2015年11月26日 00時03分53秒 | 映画(新作レヴュー)
WASPの典型のような弁護士を夫に持ち,恵まれた生活を送る美しい主婦ケイト(ヒラリー・スワンク)は,難病に罹ったことからやがて車椅子生活を余儀なくされる。介護のために雇ったエミー(エミー・ロッサム)は,大学をドロップアウトして歌手を目指すも,歌うべき対象を見つけることが出来ずに,その日暮らしの生活を続ける自堕落な女だった。二人の間に接点は見出せない,とケイトの夫(ジョシュ・デュアメル)はエミーを雇うことに反対するが,ケイトは辛抱強くエミーに家事を教え,ケイトの話を正面で受け止める彼女との間に,次第に友情を越える信頼を見出していく。
筋だけを追ったならば,フランスや日本で大ヒットした「最強のふたり」のハリウッド・リメイクか?と思わせるような物語だ。

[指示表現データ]
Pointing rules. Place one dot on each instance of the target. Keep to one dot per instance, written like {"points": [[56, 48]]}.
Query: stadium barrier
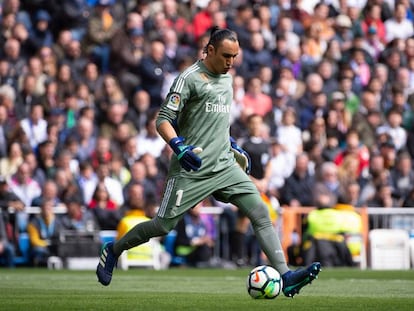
{"points": [[372, 218], [290, 222]]}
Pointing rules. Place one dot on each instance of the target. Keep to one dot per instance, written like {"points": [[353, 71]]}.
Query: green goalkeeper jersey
{"points": [[198, 104]]}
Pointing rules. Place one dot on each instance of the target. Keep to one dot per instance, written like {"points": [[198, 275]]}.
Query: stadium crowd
{"points": [[323, 102]]}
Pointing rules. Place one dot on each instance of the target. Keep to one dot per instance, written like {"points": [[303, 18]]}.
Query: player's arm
{"points": [[242, 157], [186, 154]]}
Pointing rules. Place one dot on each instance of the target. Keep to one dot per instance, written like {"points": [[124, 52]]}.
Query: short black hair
{"points": [[218, 35]]}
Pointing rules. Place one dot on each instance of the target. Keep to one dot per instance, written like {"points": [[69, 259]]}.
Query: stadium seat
{"points": [[389, 249]]}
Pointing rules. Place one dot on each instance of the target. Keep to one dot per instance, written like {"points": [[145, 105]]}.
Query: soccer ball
{"points": [[264, 282]]}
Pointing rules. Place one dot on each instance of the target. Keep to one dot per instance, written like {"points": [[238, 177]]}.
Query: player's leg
{"points": [[179, 196], [254, 208], [138, 235]]}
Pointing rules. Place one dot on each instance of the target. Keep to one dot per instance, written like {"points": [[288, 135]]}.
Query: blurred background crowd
{"points": [[323, 103]]}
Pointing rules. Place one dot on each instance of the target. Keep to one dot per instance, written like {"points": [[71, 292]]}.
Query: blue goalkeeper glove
{"points": [[186, 154], [242, 157]]}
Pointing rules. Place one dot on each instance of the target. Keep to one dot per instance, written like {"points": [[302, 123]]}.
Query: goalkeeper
{"points": [[194, 120]]}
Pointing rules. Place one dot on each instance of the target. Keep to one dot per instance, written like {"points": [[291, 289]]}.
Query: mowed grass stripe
{"points": [[199, 289]]}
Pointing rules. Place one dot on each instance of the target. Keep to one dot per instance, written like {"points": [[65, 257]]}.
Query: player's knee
{"points": [[259, 216], [164, 225]]}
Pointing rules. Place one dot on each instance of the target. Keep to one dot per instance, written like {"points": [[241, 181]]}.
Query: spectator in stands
{"points": [[177, 22], [314, 85], [74, 57], [279, 167], [11, 160], [118, 170], [149, 141], [154, 65], [26, 97], [338, 118], [288, 134], [383, 198], [394, 129], [130, 151], [203, 19], [372, 21], [327, 181], [77, 217], [65, 81], [106, 210], [257, 145], [402, 176], [138, 109], [290, 75], [139, 175], [22, 184], [318, 107], [409, 199], [35, 68], [41, 34], [103, 174], [127, 50], [8, 199], [298, 187], [7, 251], [49, 193], [399, 26], [87, 181], [43, 232], [101, 28], [93, 79], [102, 152], [35, 126], [254, 99], [193, 240], [114, 115], [353, 146], [255, 54], [12, 53]]}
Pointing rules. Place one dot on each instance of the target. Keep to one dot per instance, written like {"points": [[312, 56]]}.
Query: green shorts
{"points": [[183, 193]]}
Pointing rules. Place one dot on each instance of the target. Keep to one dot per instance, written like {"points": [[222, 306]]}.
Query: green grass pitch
{"points": [[199, 289]]}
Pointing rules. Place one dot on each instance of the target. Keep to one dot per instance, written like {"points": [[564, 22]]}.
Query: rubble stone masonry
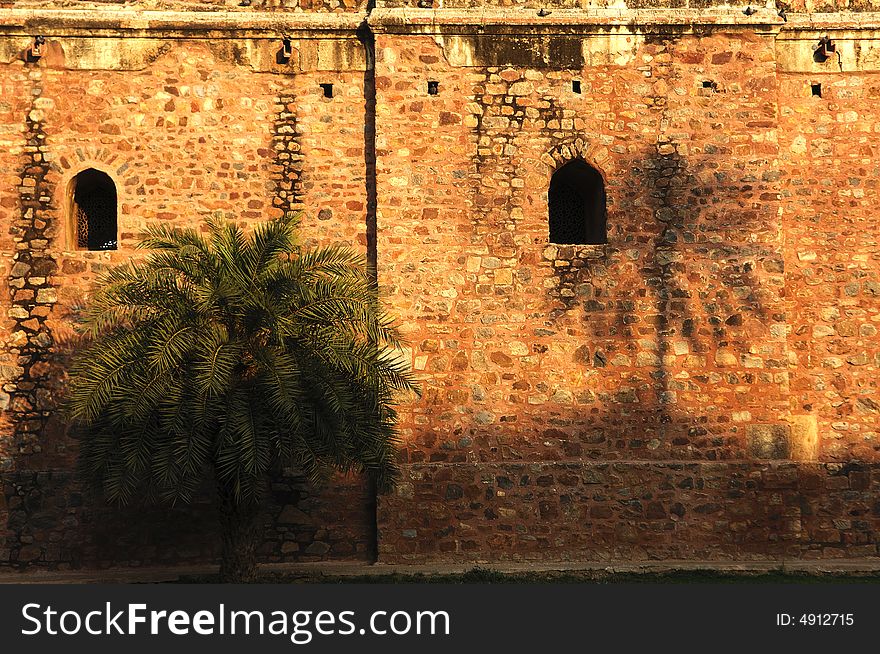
{"points": [[703, 386]]}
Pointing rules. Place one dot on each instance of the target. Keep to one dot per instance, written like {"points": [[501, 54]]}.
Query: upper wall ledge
{"points": [[239, 24], [230, 24]]}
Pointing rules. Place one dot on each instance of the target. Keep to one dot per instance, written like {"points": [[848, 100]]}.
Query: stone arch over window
{"points": [[93, 210], [576, 203]]}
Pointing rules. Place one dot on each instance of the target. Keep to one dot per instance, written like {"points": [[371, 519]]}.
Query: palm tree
{"points": [[222, 356]]}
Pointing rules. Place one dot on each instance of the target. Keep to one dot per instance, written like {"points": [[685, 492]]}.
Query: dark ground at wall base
{"points": [[841, 571], [47, 522]]}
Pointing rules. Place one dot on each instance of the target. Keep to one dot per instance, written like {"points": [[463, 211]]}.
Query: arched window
{"points": [[577, 204], [93, 210]]}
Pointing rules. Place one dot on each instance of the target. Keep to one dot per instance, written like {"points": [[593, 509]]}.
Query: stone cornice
{"points": [[175, 24], [130, 22], [565, 21]]}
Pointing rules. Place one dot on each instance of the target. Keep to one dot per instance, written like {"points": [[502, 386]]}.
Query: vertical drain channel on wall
{"points": [[368, 39]]}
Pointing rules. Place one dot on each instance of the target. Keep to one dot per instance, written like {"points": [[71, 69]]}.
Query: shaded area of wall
{"points": [[191, 133], [52, 523], [829, 146], [669, 342]]}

**課題内容**
映画評の本文を「WASPの典型のような弁護士」から「か?と思わせるような物語だ。」まで、一字も変えずに書き写すこと。

**解答欄**
WASPの典型のような弁護士を夫に持ち,恵まれた生活を送る美しい主婦ケイト(ヒラリー・スワンク)は,難病に罹ったことからやがて車椅子生活を余儀なくされる。介護のために雇ったエミー(エミー・ロッサム)は,大学をドロップアウトして歌手を目指すも,歌うべき対象を見つけることが出来ずに,その日暮らしの生活を続ける自堕落な女だった。二人の間に接点は見出せない,とケイトの夫(ジョシュ・デュアメル)はエミーを雇うことに反対するが,ケイトは辛抱強くエミーに家事を教え,ケイトの話を正面で受け止める彼女との間に,次第に友情を越える信頼を見出していく。
筋だけを追ったならば,フランスや日本で大ヒットした「最強のふたり」のハリウッド・リメイクか?と思わせるような物語だ。